WORK TASK >>
Give the data again in full, without pictures.

[Collected data]
BEGIN

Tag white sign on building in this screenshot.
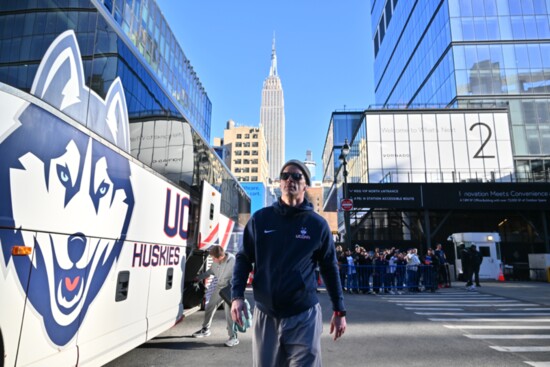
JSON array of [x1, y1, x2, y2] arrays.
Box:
[[365, 110, 514, 183]]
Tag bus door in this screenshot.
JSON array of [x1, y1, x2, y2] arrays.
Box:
[[197, 181, 221, 250], [183, 181, 222, 310]]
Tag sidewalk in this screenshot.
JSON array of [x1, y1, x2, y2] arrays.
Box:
[[450, 280, 550, 306]]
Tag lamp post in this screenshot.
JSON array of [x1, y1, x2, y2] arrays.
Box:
[[339, 139, 351, 250]]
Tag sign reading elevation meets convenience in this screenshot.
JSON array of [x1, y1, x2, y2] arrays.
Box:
[[348, 183, 550, 210]]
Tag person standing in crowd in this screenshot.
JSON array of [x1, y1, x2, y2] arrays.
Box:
[[461, 244, 474, 290], [231, 159, 346, 367], [406, 248, 421, 292], [395, 251, 407, 294], [357, 248, 372, 294], [336, 245, 347, 291], [192, 245, 239, 347], [345, 249, 359, 294], [387, 250, 398, 294], [373, 251, 388, 294], [421, 248, 440, 292], [434, 243, 450, 288], [470, 245, 483, 287]]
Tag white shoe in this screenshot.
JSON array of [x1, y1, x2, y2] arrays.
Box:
[[225, 336, 239, 347], [192, 327, 211, 338]]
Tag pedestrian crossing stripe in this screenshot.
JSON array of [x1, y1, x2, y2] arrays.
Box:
[[417, 312, 550, 316], [445, 325, 550, 329], [491, 346, 550, 352], [389, 299, 520, 303], [405, 307, 464, 311], [398, 303, 534, 307], [430, 318, 550, 322], [466, 335, 550, 339]]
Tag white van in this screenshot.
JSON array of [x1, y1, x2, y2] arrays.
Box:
[[448, 232, 502, 281]]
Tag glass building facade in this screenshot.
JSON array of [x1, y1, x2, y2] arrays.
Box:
[[0, 0, 211, 141], [0, 0, 249, 236], [372, 0, 550, 180]]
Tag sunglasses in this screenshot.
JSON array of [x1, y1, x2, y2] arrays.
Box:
[[280, 172, 303, 181]]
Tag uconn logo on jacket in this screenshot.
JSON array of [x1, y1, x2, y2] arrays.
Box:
[[0, 31, 134, 345], [296, 227, 311, 240]]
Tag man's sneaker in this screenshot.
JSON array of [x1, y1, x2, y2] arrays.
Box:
[[224, 335, 239, 347], [192, 327, 211, 338]]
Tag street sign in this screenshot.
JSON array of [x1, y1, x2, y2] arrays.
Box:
[[341, 198, 353, 211]]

END

RESULT >>
Tag white sign on building in this screenshot.
JSON array of [x1, y1, x2, y2] arrays.
Box:
[[365, 110, 514, 183]]
Tag bus door in this screenshot.
JSON array of [x1, y1, x2, y2] arrays.
Box:
[[197, 181, 221, 250], [183, 181, 222, 310]]
Tag sidewalk in this screenshot.
JSON array of [x1, y1, x2, y2] arrays.
Box:
[[450, 280, 550, 306]]
Tag lamp post in this screenshot.
JSON array of [x1, y1, x2, y2] arrays.
Box:
[[339, 139, 351, 250]]
Tag sign reading elevation meets convenience in this screenshot.
JSON array of [x1, y1, x2, y2] arrays.
Box:
[[348, 183, 550, 210]]
Tag person standing in crowd in this screenshot.
JSON array of [x1, y1, x2, y2] arrays.
Box:
[[461, 244, 474, 290], [231, 159, 346, 367], [406, 248, 421, 292], [395, 251, 407, 294], [357, 248, 372, 294], [336, 245, 347, 291], [192, 245, 239, 347], [345, 249, 359, 294], [387, 250, 398, 294], [373, 251, 388, 294], [421, 248, 440, 292], [434, 243, 450, 288], [470, 245, 483, 287]]
Tag white shoe in this screenshot.
JSON array of [x1, y1, x2, y2] arrays.
Box:
[[225, 336, 239, 347], [192, 327, 211, 338]]
Tag pedestrian crossing stripe in this screenshot.
JSON array of [x1, y1, x2, y2] arrays.
Box:
[[417, 312, 550, 316], [445, 325, 550, 329], [491, 346, 550, 352], [389, 299, 520, 303], [405, 307, 464, 311], [398, 303, 534, 307], [430, 318, 550, 322], [466, 335, 550, 339]]
Tag white van in this screenshot.
JSON array of [x1, y1, x2, y2] arrays.
Box:
[[448, 232, 502, 281]]
Tag glass building facade in this screenshot.
JSON array of [x1, y1, x2, y2] arrays.
Box:
[[0, 0, 211, 141], [0, 0, 249, 236], [372, 0, 550, 180]]
Tag sunglasses in this screenshot.
JSON array of [x1, y1, x2, y2] arrays.
Box:
[[280, 172, 303, 181]]
Tag uconn logo on jacket in this screenshot.
JSON array of [x1, y1, x2, y2] arrays.
Box:
[[0, 31, 134, 345], [296, 227, 311, 240]]
Tag man's sneaker in this screenshot.
JSON array of [x1, y1, x2, y2] arrays.
Box:
[[224, 335, 239, 347], [192, 327, 211, 338]]
Tag street sign in this screenshot.
JSON array of [x1, y1, x2, y2] arrays.
Box:
[[341, 198, 353, 211]]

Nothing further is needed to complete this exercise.